___ SOURCE DATA ___
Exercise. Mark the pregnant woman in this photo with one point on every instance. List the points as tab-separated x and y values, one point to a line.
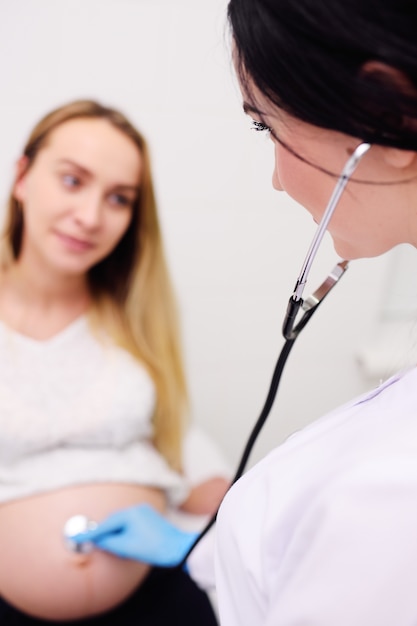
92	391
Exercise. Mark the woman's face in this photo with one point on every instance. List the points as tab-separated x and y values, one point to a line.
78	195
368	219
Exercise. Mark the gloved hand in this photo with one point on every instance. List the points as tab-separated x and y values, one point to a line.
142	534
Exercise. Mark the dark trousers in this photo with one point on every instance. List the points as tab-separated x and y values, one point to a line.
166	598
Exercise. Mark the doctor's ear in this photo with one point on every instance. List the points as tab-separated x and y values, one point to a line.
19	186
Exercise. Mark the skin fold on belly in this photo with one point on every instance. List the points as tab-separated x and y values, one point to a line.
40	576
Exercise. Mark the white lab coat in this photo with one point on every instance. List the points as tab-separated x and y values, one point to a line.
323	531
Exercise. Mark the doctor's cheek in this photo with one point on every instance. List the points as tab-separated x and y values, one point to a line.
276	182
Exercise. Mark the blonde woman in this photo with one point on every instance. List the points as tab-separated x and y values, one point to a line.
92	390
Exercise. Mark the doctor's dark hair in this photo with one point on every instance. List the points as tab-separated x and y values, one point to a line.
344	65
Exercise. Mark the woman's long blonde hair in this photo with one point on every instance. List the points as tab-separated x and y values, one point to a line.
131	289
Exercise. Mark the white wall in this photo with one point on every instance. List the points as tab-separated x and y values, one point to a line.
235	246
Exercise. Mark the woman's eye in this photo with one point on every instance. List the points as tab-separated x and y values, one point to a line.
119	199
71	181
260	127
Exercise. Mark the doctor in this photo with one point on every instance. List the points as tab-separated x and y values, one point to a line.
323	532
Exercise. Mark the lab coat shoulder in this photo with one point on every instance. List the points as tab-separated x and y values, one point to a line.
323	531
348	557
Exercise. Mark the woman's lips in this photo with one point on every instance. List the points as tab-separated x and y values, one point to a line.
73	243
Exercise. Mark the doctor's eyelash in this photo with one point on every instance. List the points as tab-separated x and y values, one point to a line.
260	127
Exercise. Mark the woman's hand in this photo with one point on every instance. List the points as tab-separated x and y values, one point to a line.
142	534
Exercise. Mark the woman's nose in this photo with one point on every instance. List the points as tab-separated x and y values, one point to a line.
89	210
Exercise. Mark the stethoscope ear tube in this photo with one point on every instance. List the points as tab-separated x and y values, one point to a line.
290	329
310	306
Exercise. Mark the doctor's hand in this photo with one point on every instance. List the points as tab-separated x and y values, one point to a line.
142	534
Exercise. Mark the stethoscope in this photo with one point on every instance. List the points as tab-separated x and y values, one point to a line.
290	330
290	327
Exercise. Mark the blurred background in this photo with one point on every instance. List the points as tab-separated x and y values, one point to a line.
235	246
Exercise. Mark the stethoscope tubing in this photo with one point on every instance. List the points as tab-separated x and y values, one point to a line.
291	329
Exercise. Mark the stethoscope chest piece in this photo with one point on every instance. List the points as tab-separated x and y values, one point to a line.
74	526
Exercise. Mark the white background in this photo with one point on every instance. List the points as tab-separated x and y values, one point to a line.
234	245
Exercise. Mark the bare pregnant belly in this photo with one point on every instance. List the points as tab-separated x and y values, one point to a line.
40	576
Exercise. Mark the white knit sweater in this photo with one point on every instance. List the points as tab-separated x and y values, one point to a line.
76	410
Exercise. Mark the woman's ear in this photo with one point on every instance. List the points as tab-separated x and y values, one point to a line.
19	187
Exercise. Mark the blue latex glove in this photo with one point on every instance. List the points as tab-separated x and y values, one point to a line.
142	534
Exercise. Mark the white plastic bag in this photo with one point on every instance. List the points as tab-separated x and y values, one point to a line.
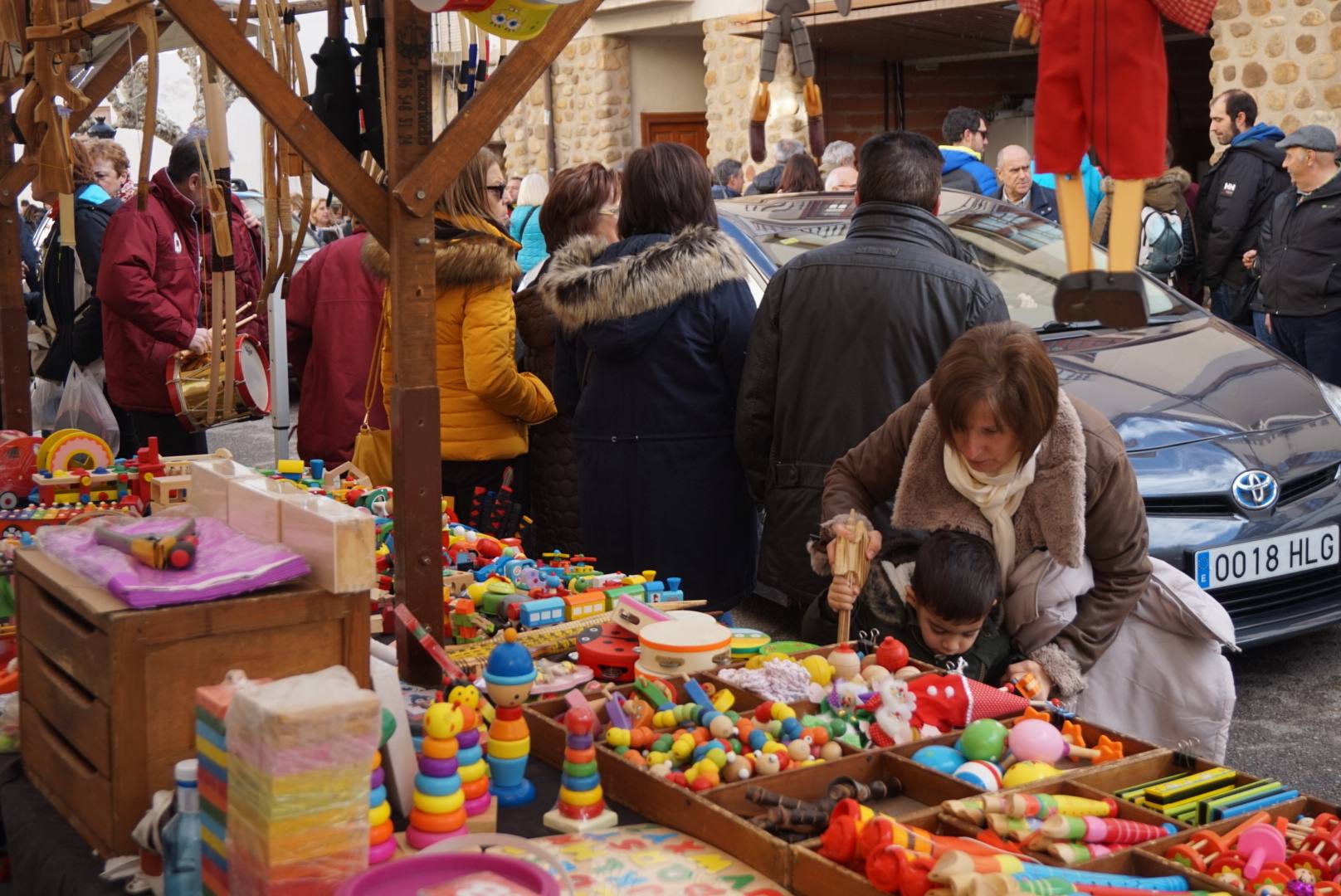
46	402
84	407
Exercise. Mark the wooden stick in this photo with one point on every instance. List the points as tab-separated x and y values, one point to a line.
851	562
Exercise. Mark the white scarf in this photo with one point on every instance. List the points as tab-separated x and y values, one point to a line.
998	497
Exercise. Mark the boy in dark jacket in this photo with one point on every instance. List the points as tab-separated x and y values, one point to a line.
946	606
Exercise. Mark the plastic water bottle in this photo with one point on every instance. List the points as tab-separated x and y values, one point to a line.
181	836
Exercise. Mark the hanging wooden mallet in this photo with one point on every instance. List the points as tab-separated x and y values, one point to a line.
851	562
___
___ SOURCE DATA ___
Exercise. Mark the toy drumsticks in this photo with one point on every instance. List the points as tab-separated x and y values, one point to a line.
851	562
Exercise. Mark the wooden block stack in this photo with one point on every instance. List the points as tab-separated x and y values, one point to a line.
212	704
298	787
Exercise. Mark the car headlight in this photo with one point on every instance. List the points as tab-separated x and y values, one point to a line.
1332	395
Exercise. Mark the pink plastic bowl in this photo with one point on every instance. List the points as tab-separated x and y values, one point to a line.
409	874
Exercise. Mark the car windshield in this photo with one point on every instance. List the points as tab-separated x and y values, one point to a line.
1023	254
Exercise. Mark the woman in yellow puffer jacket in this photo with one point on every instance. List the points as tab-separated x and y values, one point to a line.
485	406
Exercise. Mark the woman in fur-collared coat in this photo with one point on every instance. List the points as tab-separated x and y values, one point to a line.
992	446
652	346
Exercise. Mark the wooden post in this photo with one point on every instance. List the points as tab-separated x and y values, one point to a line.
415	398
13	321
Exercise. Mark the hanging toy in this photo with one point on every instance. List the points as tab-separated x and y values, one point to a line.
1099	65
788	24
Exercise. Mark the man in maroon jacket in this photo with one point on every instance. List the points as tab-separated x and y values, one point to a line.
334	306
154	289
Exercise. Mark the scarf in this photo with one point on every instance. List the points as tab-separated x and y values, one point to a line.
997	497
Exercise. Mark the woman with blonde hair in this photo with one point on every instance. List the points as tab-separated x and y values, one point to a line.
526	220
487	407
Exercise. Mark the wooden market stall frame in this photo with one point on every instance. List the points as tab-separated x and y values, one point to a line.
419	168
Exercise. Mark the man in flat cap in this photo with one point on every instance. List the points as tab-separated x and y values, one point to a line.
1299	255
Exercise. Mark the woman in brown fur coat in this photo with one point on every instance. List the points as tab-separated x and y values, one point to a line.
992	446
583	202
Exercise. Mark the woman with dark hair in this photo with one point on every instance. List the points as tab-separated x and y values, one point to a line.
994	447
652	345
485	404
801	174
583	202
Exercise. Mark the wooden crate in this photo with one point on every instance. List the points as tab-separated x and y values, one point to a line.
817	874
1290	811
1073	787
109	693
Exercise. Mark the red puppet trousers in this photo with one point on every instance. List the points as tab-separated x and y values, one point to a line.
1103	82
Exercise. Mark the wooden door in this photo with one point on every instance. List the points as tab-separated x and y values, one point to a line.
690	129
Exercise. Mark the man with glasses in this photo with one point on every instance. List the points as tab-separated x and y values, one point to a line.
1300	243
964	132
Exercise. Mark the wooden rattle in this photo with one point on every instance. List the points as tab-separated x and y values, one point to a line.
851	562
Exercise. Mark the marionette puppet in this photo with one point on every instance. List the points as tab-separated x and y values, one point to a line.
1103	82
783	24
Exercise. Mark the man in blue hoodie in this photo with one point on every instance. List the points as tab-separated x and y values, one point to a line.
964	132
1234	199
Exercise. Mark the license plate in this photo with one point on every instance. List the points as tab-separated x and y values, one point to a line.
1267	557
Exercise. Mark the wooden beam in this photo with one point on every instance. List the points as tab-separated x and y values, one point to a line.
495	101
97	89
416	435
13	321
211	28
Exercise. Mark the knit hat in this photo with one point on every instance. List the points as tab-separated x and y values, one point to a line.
___
___ SOURCE DATA ___
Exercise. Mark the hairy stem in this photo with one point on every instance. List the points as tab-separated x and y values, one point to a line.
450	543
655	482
___
_TASK TO CARRY OUT_. In the entries above, find the line holding "Exercise. Mark the man in blue" and the line holding "Exercise. Mark the knit", then retype exactly those two lines and every line between them, and nothing else.

_FINISHED TASK_.
Exercise. Mark the man in blue hoodie in this photo with one point on every instance. List the points as tab-separated x and y values, one point to a line.
964	132
1234	199
Exercise. Mark the license plate in this photo with one point on every instance. List the points as tab-separated x and y values, one point to a line.
1267	557
Exercise. Mark the wooden beam in this photo with one point on every instance. List the points as tab-separated x and y values, one point to a line.
495	101
97	89
416	435
13	321
211	28
Exercise. Mark the knit hat in this photo with one point on every instance. List the points as tab-separated x and y values, one point to a line.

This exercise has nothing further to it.